How many lines in the material below contain the string "melted"? Reply with the number alone.

Start of Task inputs

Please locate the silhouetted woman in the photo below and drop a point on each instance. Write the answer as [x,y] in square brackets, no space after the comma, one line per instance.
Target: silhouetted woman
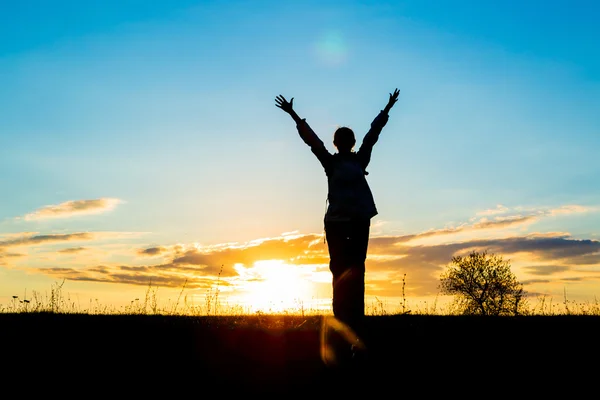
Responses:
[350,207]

End of Task inputs
Start of Task inputs

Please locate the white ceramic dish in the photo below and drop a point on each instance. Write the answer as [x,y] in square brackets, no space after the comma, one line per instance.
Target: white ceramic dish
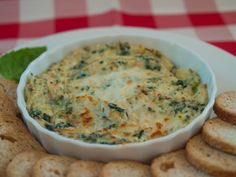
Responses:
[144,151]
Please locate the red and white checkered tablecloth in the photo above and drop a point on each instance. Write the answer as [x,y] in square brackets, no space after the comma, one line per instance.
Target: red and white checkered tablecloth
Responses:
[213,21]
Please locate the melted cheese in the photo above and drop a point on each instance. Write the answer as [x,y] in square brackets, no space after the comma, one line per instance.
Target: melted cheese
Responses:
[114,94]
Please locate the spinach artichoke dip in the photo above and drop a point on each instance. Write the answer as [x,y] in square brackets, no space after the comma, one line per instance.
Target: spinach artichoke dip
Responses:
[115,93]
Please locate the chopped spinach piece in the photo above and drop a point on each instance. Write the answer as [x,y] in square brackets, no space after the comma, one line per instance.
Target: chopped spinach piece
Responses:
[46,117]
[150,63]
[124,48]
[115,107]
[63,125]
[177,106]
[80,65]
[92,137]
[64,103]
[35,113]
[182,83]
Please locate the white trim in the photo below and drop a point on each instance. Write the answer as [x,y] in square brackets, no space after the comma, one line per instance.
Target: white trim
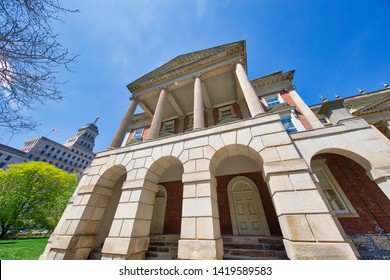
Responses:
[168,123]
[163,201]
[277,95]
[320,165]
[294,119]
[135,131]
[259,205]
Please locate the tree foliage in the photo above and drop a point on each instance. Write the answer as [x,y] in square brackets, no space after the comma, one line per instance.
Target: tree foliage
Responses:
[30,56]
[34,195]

End of Task inputs
Start of Task inputs

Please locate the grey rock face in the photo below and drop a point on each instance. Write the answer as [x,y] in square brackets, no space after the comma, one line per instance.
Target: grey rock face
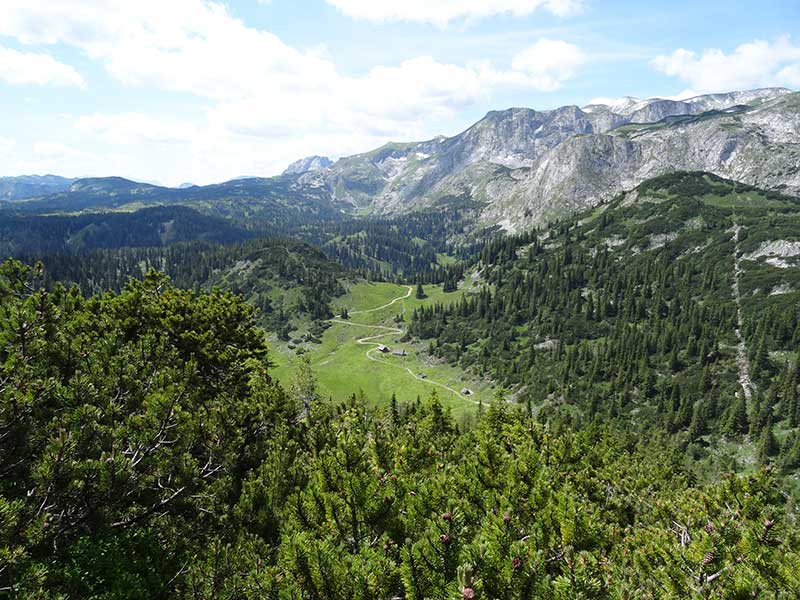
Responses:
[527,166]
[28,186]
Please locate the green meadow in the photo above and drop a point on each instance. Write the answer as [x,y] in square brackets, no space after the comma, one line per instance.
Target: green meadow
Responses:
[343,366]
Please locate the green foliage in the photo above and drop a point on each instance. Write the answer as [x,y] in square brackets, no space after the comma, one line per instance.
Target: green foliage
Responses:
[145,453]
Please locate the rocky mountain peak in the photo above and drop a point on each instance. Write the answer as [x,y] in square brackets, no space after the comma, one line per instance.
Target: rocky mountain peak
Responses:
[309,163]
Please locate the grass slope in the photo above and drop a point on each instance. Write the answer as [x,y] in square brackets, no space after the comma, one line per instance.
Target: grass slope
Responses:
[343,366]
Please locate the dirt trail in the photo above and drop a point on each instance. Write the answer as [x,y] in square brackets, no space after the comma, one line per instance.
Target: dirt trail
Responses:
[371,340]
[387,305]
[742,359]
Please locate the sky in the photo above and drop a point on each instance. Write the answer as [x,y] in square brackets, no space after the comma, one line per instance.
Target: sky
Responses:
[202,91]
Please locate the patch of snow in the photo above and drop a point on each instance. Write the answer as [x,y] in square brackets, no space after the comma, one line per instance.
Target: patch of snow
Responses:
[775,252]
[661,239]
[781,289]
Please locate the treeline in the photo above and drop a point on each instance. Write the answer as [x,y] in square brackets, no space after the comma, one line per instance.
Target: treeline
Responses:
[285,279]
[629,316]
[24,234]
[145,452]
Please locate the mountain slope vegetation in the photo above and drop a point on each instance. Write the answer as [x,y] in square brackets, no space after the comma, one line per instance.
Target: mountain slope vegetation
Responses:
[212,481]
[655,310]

End of Task inputs

_Written response_
2